Object location annotation data
____

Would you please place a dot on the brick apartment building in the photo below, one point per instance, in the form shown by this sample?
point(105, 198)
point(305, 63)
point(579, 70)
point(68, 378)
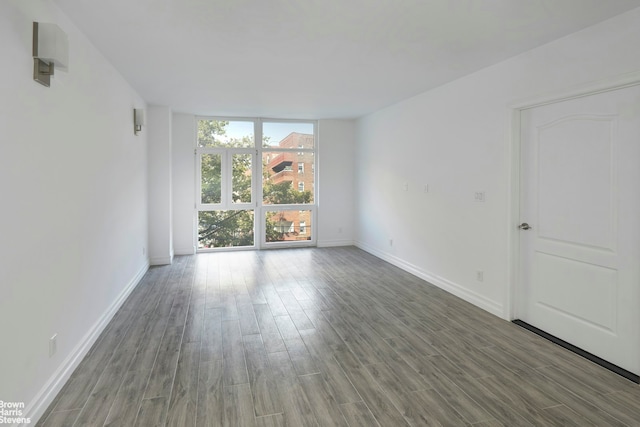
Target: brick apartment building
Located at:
point(296, 167)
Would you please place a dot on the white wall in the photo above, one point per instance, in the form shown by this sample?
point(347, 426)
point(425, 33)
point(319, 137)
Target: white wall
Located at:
point(160, 190)
point(73, 188)
point(335, 189)
point(336, 207)
point(184, 137)
point(456, 138)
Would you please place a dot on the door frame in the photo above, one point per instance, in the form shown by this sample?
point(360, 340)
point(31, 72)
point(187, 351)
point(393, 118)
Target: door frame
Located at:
point(513, 294)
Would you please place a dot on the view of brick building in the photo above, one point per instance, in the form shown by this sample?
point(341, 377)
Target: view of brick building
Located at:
point(297, 168)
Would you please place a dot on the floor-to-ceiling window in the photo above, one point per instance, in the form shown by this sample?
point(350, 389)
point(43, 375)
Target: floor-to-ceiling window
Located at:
point(255, 183)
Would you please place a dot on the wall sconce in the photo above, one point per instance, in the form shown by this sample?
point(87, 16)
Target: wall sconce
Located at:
point(50, 50)
point(138, 120)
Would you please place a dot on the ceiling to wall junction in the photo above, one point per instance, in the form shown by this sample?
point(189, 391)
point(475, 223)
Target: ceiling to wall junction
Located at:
point(315, 58)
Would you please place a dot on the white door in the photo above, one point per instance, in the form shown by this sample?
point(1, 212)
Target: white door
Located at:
point(580, 259)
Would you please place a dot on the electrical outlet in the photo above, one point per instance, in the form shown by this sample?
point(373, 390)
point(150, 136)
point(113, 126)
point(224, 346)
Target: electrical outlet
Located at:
point(53, 345)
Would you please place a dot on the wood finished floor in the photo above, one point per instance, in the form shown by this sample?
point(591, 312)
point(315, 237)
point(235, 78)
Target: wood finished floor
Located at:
point(324, 337)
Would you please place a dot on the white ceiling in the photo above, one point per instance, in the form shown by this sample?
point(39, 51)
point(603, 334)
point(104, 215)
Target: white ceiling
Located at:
point(315, 58)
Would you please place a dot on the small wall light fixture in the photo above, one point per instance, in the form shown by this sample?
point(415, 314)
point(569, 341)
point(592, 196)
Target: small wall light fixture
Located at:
point(138, 120)
point(50, 51)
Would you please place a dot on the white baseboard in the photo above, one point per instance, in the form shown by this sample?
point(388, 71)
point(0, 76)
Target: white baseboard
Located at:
point(52, 387)
point(161, 260)
point(332, 243)
point(187, 250)
point(444, 284)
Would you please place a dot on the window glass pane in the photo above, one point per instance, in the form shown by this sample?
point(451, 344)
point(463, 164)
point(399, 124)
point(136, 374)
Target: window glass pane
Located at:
point(223, 229)
point(283, 226)
point(225, 133)
point(288, 135)
point(241, 180)
point(284, 183)
point(211, 173)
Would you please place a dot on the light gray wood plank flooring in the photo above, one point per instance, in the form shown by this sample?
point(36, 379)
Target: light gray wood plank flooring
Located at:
point(324, 337)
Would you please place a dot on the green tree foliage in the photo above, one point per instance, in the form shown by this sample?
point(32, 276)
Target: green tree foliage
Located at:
point(235, 228)
point(218, 229)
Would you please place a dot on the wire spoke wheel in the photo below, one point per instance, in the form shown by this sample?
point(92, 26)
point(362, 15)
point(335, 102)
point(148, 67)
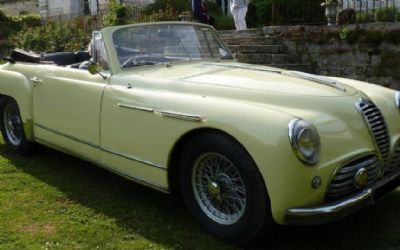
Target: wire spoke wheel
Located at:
point(12, 124)
point(218, 188)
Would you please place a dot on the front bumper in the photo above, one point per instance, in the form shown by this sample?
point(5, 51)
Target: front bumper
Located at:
point(340, 209)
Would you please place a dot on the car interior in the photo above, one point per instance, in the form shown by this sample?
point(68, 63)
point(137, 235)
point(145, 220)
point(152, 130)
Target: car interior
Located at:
point(71, 59)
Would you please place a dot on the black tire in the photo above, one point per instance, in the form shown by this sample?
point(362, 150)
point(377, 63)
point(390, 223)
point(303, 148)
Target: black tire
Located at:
point(15, 140)
point(256, 212)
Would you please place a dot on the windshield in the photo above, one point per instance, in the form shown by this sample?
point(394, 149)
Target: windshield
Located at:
point(163, 43)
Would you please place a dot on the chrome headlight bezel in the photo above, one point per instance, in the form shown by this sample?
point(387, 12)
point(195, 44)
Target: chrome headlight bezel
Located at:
point(299, 128)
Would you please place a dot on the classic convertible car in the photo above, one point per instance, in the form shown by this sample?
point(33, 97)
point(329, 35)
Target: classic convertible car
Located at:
point(166, 105)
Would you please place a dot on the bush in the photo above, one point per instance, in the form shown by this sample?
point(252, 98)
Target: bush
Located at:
point(386, 14)
point(118, 14)
point(178, 6)
point(54, 37)
point(30, 20)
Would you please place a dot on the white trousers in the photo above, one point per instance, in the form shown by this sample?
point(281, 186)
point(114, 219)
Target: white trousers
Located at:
point(239, 16)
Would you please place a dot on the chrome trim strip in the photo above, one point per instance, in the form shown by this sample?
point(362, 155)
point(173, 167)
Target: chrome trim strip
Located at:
point(170, 114)
point(130, 157)
point(186, 117)
point(334, 208)
point(315, 78)
point(134, 107)
point(337, 210)
point(134, 158)
point(129, 177)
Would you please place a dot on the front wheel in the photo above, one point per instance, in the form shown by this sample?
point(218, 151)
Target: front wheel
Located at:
point(12, 127)
point(223, 189)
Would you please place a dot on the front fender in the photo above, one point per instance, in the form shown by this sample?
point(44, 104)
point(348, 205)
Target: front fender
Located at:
point(18, 87)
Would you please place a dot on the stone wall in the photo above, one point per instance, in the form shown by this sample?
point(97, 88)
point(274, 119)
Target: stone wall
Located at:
point(369, 52)
point(14, 8)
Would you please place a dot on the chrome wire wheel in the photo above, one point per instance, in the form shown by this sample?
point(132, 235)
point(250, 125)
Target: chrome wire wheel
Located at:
point(12, 124)
point(218, 188)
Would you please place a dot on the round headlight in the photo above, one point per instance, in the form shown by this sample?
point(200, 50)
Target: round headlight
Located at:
point(305, 141)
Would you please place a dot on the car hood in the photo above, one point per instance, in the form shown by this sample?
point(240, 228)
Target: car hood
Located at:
point(251, 78)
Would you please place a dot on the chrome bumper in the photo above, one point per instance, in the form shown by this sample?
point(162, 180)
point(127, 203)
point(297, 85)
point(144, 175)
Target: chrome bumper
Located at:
point(340, 209)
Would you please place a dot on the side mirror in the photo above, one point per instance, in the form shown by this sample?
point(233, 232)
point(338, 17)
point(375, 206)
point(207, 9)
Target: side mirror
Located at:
point(94, 68)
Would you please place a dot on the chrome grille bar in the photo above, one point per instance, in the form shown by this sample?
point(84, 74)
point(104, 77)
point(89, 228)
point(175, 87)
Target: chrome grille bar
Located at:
point(377, 126)
point(395, 162)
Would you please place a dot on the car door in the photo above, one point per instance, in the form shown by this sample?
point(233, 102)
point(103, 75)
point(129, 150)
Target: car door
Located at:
point(66, 109)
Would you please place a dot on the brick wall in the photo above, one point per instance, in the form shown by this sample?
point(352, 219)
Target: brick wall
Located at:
point(373, 57)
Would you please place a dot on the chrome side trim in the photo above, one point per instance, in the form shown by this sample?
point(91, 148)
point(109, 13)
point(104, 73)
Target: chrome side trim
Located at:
point(129, 177)
point(186, 117)
point(170, 114)
point(134, 107)
point(130, 157)
point(252, 67)
point(315, 78)
point(134, 158)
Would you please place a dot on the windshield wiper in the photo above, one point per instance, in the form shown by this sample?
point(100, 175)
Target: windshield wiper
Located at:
point(134, 63)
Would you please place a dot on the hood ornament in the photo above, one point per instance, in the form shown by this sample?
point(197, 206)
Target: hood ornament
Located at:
point(315, 78)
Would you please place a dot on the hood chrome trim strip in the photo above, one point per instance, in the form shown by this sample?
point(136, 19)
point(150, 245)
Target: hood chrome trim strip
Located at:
point(315, 78)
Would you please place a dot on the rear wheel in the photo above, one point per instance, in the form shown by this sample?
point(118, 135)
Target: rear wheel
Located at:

____

● **Task details**
Copy the lines of the data above exactly as they stand, from the line with "Would you please place a dot on the side" up to and including the line with "point(395, 162)".

● **Written answer**
Would you please place a dot on the side mirror in the photo above, one point per instance, in the form shown by this sample?
point(233, 232)
point(338, 17)
point(375, 206)
point(207, 9)
Target: side mirror
Located at:
point(94, 68)
Would you please place a dot on the chrome grille bar in the photo above, one point per instance, in the form shown by this sample?
point(84, 74)
point(104, 77)
point(89, 228)
point(175, 87)
Target: chrome grille bar
Located at:
point(377, 126)
point(395, 162)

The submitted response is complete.